--- Given passage Enclosed Below ---

The latest clinic treating the growing number of Americans addicted to the internet will open next week in Bradford, Pennsylvania. Dr Kimberly Young, a psychologist who heads the new program at Bradford Regional Medical Center, a public hospital about 160 miles (257 km) north of Pittsburgh, said that since 1994 she has privately treated thousands of people who cannot control their online activity.

"A lot of countries do prevention and education surrounding the issue, and we Americans are just starting to think in those terms," Young said. South Korea and China are leaders in this treatment field, she said.

New outlet for addictions

With about 75% of US adults online, Young called the internet a "new outlet for traditional addictions," including pornography, shopping and gambling.

At the same time, she said, the Web allows for new and unique behaviors, such as compulsive use of social media.

Although "The Diagnostic and Statistical Manual of Mental Disorders" from the American Psychiatric Association does not formally recognise internet addiction as an illness, the most recent volume listed "Internet Use Disorder" as a subject worthy of further study.

--- End of Enclosed Given passage ---
--- Given entries Enclosed Below ---

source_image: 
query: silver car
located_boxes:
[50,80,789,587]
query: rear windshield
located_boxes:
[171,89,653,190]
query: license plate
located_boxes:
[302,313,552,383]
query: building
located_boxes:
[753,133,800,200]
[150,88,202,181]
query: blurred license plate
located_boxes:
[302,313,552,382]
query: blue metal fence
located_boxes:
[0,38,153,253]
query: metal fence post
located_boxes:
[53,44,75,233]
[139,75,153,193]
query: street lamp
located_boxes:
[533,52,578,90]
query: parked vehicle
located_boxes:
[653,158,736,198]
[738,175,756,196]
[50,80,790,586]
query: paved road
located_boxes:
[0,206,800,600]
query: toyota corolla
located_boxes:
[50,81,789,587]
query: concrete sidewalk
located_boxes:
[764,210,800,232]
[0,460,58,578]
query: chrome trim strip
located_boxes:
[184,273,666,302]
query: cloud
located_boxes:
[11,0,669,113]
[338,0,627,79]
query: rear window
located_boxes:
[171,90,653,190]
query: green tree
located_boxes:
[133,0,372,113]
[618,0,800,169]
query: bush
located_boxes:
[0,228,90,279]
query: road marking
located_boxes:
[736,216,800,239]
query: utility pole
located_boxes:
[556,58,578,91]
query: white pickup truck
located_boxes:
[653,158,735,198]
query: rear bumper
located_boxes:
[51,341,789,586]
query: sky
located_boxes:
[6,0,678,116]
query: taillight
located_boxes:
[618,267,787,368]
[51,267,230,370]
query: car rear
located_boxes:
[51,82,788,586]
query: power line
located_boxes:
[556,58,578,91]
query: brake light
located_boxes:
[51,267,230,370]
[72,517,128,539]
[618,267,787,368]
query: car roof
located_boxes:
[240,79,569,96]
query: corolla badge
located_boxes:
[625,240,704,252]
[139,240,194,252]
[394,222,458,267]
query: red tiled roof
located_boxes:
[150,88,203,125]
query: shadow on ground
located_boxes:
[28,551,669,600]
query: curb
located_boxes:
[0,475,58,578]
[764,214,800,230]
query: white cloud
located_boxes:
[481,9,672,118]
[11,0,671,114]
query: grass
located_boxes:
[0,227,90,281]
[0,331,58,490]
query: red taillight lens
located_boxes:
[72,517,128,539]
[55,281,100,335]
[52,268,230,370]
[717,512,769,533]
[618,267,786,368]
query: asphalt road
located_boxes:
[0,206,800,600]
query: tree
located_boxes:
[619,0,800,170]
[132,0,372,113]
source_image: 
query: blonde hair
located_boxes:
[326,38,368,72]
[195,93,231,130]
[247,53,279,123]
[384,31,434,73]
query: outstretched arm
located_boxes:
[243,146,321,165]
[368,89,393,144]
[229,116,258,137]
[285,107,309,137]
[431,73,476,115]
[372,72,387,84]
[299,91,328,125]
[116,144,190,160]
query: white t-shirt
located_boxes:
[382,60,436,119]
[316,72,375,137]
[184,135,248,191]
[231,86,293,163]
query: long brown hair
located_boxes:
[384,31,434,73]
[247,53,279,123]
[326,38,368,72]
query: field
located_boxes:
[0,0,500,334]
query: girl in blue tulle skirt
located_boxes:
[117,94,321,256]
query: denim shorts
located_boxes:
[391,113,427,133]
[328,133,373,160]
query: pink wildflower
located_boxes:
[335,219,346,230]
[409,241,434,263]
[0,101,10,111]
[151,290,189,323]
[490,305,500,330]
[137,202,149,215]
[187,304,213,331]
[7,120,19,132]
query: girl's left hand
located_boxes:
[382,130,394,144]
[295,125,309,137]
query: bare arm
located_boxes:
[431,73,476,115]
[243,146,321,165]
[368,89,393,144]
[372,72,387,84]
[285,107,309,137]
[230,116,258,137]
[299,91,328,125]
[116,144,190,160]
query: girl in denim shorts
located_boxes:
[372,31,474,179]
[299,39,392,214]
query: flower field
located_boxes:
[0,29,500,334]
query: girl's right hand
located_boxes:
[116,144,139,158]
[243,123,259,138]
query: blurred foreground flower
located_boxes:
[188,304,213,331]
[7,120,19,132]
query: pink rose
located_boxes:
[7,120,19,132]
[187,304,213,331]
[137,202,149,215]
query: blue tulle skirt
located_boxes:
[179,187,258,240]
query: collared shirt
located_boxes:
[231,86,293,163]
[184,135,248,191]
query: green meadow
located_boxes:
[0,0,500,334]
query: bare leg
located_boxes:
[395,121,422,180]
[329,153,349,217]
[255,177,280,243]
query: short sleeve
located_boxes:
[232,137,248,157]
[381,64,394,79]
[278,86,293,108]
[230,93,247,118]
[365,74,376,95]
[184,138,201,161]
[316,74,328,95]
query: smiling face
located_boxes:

--- End of Enclosed Given entries ---

### [Work to complete]
A. Copy out the passage on internet addiction word for word, beginning at the words "The latest clinic" and stopping after "shopping and gambling.".
B. In the passage on internet addiction, which two countries does Young name as leaders in the treatment field?
These entries come from a separate source.

### [Expected outputs]
A.
The latest clinic treating the growing number of Americans addicted to the internet will open next week in Bradford, Pennsylvania. Dr Kimberly Young, a psychologist who heads the new program at Bradford Regional Medical Center, a public hospital about 160 miles (257 km) north of Pittsburgh, said that since 1994 she has privately treated thousands of people who cannot control their online activity.

"A lot of countries do prevention and education surrounding the issue, and we Americans are just starting to think in those terms," Young said. South Korea and China are leaders in this treatment field, she said.

New outlet for addictions

With about 75% of US adults online, Young called the internet a "new outlet for traditional addictions," including pornography, shopping and gambling.

B. South Korea and China.